### STATED EXERCISE
Copy out every record precisely.

Object position labeling entries
^^^^^^^^^^^^^^^^

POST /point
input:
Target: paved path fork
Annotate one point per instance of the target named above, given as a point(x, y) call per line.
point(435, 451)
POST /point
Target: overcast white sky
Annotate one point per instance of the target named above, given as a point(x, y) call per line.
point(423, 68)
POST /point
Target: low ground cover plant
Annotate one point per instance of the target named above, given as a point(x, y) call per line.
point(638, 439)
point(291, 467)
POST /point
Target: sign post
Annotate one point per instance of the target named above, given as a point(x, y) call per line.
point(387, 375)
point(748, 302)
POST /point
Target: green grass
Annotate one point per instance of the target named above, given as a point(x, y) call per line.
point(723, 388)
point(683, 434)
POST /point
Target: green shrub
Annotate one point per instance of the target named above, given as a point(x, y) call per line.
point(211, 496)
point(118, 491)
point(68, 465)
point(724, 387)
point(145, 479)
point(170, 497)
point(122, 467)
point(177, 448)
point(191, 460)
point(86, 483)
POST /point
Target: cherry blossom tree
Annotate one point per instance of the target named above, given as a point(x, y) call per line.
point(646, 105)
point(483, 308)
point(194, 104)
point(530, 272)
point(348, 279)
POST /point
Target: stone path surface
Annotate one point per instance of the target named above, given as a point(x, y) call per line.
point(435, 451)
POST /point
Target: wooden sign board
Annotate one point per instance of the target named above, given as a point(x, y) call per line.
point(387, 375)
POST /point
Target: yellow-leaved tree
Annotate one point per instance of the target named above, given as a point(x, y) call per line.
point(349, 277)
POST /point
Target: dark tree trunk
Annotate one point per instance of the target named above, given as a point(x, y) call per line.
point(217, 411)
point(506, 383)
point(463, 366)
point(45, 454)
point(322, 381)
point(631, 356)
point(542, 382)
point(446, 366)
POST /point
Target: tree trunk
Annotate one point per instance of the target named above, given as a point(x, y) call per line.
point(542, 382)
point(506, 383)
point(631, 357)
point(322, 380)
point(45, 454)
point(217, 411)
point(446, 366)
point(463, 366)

^^^^^^^^^^^^^^^^

### SOLUTION FOR THIS EXERCISE
POST /point
input:
Target: paved path fork
Annotate one point per instance of the target named above, given as a point(x, y) call per line.
point(435, 451)
POST /point
Target: overcast white sky
Annotate one point per instance of the target named above, given as a point(x, y) call per line.
point(423, 68)
POST /point
Target: low ground cover plant
Annotate one point per instance of the target named above, given as a point(x, y) call per line.
point(638, 439)
point(291, 467)
POST /point
Target: sign post
Annotate one point per instance of the target named above, given as a point(x, y) call per line.
point(387, 375)
point(748, 302)
POST /point
Target: green grass
Annotate one point per instance of the target named above, given as a point(x, y) call per line.
point(723, 388)
point(683, 434)
POST /point
Target: green shrub
Annotate one point per instance of the target named above, given as a point(x, y) call per line.
point(211, 496)
point(118, 491)
point(68, 465)
point(724, 387)
point(145, 479)
point(170, 497)
point(122, 467)
point(177, 448)
point(191, 460)
point(86, 483)
POST /point
Target: cherry blossom tree
Annotate one point per instance of the target named above, given as a point(x, y) call per line.
point(646, 105)
point(483, 308)
point(194, 104)
point(530, 272)
point(348, 279)
POST /point
Target: stone path surface
Annotate one point per instance of the target named above, given as a point(x, y) call per line.
point(435, 451)
POST /point
Target: wooden sign board
Annotate one point per instance of the target named above, given as a point(x, y) call per line.
point(387, 375)
POST /point
Target: yellow-leaved tree
Annotate one point per instance of the target named above, given as a point(x, y) call per line.
point(349, 277)
POST /point
Target: dark tree trunk
Annotate one point per instance of the target named above, given as a point(x, y) call per line.
point(217, 411)
point(506, 383)
point(463, 366)
point(45, 454)
point(322, 381)
point(631, 356)
point(542, 382)
point(446, 366)
POST /point
Target: tree trunk
Annotate one point per instance of the target named above, given as a point(x, y) call per line.
point(542, 382)
point(506, 383)
point(631, 357)
point(322, 380)
point(45, 454)
point(217, 411)
point(446, 366)
point(463, 366)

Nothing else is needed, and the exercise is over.